(Stored data entries)
###
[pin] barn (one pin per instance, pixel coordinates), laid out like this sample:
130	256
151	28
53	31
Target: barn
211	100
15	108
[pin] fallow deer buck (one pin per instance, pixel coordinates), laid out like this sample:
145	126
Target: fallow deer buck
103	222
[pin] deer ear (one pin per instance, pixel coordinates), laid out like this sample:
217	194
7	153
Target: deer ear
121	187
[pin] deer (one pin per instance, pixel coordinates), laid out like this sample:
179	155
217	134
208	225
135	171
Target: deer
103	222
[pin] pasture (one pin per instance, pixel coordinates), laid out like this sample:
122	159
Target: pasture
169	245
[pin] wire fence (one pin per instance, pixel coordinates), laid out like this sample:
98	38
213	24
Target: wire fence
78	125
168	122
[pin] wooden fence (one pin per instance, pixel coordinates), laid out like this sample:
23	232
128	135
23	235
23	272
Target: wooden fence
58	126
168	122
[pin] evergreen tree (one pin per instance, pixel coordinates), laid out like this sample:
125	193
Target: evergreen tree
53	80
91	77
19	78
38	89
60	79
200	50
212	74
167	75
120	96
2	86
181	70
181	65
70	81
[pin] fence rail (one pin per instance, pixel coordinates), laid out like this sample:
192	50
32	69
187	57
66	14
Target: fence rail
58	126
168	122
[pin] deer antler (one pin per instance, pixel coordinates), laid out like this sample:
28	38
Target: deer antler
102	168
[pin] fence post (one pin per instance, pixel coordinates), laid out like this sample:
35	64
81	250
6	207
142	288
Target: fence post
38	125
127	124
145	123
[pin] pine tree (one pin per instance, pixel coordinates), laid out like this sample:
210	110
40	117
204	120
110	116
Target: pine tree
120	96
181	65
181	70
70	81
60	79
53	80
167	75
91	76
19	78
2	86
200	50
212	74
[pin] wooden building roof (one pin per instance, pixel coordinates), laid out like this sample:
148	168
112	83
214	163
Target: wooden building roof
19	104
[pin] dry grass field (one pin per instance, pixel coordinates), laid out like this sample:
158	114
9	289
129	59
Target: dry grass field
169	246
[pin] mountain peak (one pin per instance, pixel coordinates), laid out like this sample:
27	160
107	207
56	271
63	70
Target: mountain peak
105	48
###
Locate the line that contains "[pin] fallow deer", then please quote it and every line after it to the end of the entries above, exactly and with nothing else.

Exercise output:
[pin] fallow deer buck (one pin per instance, pixel coordinates), laid out like this sample:
145	126
Target: fallow deer buck
103	222
[pin] deer ear (one pin per instance, pixel coordinates), laid out like this sample:
217	194
7	153
Target: deer ear
121	187
[pin] deer (one pin per instance, pixel coordinates), laid out like this sample:
179	155
217	134
208	225
135	171
Target: deer
103	222
[pin] pasture (one pin per instance, pixel coordinates), laid out like this sample:
122	159
Target: pasture
169	245
[pin] wire fence (one pin per instance, pixel coordinates), laid out like this sample:
98	38
213	24
Target: wire fence
78	125
168	122
[pin] wooden fence (one pin per instance, pixel coordinates), laid out like this sample:
23	232
128	135
23	235
23	272
Target: wooden fence
58	126
168	122
[pin] evergreen tree (one pin per instance, pixel coordinates), laid out like this sample:
125	193
Target: evergreen tree
53	80
91	77
19	78
38	89
60	79
200	50
212	74
167	75
120	96
2	86
181	70
181	65
70	81
[pin] fence rail (one pin per instance, pixel coordinates), laid out like this sample:
192	50
32	69
187	57
66	14
Target: fence rail
58	126
168	122
[pin] deer antler (one pin per instance, pixel coordinates), laid out like this sample:
28	38
Target: deer antler
102	168
[pin] fence post (one pin per instance, pixel coordinates), laid out like this sample:
35	64
81	250
6	207
142	288
Target: fence post
38	125
127	124
145	123
[pin] pine tree (one pin per instance, pixel coordinates), laid out like this sample:
210	110
40	117
204	120
110	116
Target: pine tree
120	96
181	65
181	70
70	81
60	79
53	80
167	75
91	76
19	78
2	86
200	50
212	74
[pin] wooden building roof (one pin per instance, pixel coordinates), laid out like this sample:
148	168
112	83
214	163
Target: wooden building roof
19	104
[pin] dry grass field (one pin per instance, pixel coordinates), laid out like this sample:
158	114
9	289
129	59
Target: dry grass field
169	246
[pin] mountain peak (one pin per instance, pixel coordinates), laid out like this sample:
27	160
107	207
56	271
63	70
Target: mountain peak
105	48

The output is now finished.